## Task
Repeat the lines beginning at the one with "[mark] black frying" and running to the end of the material, keeping the first and last of them, exactly as they appear.

## Point annotation records

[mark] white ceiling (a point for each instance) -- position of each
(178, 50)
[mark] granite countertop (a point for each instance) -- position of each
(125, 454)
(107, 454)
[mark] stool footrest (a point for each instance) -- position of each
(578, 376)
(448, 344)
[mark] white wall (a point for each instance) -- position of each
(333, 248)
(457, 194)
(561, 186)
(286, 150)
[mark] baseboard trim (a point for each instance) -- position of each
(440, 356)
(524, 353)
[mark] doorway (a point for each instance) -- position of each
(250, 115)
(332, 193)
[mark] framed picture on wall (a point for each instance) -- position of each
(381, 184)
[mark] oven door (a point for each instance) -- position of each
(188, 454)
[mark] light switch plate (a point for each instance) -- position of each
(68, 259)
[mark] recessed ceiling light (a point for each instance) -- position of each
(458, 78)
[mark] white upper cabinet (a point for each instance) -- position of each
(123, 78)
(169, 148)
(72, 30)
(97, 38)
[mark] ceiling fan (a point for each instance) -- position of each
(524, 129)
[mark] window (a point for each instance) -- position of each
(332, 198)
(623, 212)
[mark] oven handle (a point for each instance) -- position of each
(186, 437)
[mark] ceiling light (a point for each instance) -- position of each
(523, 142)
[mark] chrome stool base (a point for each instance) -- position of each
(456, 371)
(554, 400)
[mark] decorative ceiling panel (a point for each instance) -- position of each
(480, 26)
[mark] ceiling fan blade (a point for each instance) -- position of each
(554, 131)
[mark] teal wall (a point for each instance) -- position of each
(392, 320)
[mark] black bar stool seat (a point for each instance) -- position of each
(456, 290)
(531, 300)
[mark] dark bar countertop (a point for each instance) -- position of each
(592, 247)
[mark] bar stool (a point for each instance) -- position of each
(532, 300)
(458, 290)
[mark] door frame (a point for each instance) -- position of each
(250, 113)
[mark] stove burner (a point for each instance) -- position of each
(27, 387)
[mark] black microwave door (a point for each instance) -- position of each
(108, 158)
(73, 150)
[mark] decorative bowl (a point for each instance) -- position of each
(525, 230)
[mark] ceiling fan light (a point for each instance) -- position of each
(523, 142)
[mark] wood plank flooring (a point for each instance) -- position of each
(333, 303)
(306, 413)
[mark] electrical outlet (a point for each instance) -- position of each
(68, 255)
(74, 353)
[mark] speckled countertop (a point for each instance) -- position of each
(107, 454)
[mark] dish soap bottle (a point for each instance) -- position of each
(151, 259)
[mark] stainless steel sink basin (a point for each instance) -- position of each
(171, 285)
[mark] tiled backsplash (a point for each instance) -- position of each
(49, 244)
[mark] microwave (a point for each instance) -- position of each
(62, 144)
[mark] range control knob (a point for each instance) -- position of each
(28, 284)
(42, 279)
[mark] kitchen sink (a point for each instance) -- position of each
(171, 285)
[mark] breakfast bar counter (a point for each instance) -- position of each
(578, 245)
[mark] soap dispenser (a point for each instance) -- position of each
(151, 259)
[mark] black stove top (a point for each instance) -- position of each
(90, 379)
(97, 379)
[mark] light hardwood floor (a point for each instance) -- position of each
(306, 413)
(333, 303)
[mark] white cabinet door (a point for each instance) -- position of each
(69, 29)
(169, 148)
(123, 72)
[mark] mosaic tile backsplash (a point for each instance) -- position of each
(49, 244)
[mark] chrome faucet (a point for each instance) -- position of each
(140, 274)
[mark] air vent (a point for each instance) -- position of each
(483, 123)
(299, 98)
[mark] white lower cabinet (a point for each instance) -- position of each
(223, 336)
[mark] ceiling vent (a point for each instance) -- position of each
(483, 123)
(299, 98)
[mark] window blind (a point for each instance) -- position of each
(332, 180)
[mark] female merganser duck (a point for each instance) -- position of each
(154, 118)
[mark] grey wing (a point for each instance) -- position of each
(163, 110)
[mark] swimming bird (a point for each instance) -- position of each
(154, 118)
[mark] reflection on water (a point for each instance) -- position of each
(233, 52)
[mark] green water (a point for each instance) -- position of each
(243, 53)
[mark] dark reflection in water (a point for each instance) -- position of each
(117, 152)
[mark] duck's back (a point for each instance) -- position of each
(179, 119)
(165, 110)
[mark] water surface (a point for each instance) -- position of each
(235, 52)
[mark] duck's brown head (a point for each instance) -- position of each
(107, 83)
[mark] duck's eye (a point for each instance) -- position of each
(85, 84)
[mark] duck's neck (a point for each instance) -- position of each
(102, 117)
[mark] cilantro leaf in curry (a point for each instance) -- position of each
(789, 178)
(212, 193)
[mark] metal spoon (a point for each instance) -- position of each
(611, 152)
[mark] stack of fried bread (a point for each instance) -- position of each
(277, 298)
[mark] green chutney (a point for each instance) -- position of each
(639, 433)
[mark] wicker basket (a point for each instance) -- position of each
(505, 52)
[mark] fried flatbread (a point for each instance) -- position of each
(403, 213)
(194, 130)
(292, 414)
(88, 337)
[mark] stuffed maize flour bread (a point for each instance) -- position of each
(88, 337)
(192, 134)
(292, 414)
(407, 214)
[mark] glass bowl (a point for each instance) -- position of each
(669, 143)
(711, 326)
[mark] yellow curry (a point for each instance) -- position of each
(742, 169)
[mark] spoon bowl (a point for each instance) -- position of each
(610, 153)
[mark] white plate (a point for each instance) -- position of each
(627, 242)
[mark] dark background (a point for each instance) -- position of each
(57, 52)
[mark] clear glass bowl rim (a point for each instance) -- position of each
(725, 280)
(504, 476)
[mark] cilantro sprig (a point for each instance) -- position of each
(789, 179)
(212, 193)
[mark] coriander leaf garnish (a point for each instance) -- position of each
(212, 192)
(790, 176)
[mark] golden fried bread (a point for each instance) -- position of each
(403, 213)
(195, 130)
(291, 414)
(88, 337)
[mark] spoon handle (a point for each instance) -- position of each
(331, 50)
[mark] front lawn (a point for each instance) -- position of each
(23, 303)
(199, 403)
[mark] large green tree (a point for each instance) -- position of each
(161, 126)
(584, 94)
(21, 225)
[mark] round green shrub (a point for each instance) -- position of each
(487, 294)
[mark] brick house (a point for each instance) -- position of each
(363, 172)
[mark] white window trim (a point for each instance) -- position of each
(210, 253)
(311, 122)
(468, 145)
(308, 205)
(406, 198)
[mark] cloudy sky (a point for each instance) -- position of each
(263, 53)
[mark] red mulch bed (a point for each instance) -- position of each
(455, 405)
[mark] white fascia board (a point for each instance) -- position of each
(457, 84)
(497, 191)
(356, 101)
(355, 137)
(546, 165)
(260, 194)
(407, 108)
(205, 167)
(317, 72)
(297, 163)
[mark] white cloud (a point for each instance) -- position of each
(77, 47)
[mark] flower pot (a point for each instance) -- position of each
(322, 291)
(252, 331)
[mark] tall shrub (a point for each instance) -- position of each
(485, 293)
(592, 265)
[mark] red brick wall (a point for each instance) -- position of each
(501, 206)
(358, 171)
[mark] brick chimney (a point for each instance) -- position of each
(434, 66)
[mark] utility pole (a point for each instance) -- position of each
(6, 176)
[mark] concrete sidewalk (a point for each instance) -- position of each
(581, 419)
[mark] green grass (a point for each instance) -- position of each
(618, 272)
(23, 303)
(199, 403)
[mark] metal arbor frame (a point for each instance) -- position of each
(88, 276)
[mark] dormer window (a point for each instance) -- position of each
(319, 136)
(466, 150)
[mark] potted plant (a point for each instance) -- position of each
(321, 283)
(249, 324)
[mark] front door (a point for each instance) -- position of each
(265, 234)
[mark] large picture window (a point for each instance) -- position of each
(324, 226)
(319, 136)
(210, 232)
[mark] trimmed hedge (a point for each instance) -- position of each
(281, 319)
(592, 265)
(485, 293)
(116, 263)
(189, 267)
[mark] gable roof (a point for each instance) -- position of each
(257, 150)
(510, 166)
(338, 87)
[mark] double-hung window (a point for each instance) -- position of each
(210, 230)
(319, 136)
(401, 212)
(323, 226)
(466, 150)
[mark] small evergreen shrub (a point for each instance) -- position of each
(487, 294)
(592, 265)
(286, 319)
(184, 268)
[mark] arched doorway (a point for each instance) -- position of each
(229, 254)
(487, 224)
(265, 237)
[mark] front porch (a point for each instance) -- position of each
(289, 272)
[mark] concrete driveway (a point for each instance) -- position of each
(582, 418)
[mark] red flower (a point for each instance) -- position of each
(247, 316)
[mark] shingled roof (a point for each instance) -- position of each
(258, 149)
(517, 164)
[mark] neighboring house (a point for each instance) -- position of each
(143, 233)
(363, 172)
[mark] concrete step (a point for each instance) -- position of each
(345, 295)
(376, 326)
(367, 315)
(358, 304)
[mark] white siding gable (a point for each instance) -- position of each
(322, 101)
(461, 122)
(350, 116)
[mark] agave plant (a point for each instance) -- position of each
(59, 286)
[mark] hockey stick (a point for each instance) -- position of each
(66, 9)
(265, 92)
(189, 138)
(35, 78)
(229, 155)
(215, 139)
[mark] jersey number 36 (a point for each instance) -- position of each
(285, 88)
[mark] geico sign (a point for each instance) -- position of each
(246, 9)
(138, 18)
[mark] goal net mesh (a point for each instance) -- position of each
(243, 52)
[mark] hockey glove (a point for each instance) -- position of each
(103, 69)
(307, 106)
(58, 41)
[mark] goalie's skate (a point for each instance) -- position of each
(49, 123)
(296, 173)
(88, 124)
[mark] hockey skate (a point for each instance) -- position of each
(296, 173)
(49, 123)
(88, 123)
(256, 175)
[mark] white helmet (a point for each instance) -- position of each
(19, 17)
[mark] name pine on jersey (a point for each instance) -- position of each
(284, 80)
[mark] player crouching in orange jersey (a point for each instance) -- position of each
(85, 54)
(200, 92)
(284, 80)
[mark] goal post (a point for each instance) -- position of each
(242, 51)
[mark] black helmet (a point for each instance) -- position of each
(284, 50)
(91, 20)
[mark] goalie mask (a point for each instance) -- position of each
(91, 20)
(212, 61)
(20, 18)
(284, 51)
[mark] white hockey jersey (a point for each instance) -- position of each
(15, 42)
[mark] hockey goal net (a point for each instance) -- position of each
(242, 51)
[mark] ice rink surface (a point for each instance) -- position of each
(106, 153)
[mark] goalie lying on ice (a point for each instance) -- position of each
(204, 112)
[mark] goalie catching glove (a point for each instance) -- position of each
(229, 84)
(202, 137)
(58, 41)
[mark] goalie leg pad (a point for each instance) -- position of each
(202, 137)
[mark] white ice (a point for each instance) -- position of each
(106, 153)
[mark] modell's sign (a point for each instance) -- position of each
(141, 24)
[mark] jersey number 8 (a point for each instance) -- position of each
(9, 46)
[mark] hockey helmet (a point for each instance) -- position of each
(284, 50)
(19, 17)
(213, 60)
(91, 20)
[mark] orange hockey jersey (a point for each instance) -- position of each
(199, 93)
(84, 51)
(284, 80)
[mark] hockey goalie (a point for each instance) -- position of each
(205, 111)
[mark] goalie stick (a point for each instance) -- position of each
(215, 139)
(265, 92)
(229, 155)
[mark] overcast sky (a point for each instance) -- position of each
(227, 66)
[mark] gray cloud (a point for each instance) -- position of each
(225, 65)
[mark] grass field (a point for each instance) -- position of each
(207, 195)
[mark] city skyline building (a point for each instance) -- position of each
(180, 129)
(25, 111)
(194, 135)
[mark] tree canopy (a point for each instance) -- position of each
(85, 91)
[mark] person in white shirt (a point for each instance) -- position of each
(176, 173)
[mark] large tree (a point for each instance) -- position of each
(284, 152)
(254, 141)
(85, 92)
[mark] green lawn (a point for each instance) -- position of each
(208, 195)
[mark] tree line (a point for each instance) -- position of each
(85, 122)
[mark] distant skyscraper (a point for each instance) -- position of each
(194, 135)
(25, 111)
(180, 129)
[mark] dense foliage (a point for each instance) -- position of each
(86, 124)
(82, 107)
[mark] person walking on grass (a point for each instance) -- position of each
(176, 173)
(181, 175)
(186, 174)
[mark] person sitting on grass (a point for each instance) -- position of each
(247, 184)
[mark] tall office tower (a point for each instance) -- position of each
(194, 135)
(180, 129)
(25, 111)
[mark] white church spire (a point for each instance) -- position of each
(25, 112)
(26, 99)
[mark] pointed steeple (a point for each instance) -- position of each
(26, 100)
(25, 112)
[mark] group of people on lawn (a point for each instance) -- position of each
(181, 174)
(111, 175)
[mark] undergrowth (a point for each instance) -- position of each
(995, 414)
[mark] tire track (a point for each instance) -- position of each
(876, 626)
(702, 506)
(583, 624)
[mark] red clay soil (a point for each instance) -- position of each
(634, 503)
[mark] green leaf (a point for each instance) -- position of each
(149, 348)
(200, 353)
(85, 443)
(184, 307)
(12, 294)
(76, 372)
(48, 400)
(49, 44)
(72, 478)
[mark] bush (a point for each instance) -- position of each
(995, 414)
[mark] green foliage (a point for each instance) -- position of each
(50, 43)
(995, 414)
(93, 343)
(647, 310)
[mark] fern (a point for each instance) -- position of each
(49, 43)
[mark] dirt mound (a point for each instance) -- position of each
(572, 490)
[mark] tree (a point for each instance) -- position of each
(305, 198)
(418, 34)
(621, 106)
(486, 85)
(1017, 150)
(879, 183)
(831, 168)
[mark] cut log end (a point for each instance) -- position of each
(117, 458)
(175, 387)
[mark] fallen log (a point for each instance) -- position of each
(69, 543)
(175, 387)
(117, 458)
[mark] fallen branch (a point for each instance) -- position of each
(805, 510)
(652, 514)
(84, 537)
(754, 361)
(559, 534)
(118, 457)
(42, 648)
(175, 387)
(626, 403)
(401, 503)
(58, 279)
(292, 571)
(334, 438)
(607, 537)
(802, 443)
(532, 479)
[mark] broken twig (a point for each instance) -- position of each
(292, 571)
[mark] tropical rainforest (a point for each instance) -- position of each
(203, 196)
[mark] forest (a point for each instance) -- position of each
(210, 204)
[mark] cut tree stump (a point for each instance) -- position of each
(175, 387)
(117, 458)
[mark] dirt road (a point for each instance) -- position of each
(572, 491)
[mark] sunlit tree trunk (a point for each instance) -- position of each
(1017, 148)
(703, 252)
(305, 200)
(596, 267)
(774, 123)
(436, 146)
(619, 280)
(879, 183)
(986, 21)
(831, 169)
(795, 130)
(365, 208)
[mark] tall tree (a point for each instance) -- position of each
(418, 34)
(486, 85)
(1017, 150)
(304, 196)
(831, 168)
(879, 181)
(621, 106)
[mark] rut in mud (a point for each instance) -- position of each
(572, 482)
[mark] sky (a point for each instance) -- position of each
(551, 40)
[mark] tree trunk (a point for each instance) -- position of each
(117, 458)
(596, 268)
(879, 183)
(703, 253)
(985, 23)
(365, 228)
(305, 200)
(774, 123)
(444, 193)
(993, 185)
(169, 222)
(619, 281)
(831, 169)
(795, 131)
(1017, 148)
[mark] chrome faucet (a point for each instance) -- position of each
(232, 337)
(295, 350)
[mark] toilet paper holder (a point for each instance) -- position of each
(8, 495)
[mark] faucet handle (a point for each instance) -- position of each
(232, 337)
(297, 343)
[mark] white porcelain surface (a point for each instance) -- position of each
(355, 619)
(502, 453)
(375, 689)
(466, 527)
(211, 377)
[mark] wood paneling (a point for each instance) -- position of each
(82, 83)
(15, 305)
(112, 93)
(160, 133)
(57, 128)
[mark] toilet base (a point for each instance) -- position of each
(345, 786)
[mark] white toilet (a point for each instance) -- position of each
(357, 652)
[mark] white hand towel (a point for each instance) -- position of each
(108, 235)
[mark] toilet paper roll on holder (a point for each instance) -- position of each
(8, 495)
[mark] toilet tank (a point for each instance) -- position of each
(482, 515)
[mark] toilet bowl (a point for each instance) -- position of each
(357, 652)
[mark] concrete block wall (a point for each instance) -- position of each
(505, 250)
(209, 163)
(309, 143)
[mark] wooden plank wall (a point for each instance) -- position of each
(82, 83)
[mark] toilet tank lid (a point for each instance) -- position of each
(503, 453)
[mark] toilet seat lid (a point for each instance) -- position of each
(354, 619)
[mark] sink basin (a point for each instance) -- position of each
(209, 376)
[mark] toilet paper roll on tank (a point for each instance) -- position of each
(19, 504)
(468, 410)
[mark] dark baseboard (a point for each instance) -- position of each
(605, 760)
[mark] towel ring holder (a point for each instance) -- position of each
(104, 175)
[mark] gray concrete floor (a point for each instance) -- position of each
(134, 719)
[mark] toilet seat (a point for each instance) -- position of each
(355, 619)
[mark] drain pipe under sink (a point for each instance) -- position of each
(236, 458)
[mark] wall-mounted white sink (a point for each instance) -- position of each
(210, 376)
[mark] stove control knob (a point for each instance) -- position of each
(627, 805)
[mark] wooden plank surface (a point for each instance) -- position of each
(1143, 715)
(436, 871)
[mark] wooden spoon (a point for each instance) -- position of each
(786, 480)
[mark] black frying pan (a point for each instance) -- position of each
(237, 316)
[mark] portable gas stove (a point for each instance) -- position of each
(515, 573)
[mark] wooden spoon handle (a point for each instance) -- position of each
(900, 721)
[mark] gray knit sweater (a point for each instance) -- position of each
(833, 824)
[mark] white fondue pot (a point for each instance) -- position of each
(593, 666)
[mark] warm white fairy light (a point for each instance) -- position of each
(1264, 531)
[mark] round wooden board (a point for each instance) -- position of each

## Written solution
[mark] black frying pan (a point for each instance) -- position of each
(237, 316)
[mark] portable gas stove (a point for each instance) -- position of each
(515, 573)
[mark] wooden spoon handle (a point for each instance) -- position of each
(900, 721)
[mark] gray knit sweater (a point for each instance) -- position of each
(833, 824)
[mark] white fondue pot (a point for each instance) -- position of each
(593, 666)
[mark] warm white fairy light (a point for each instance) -- position of each
(1264, 531)
[mark] round wooden board (a point for each instance) -- position of each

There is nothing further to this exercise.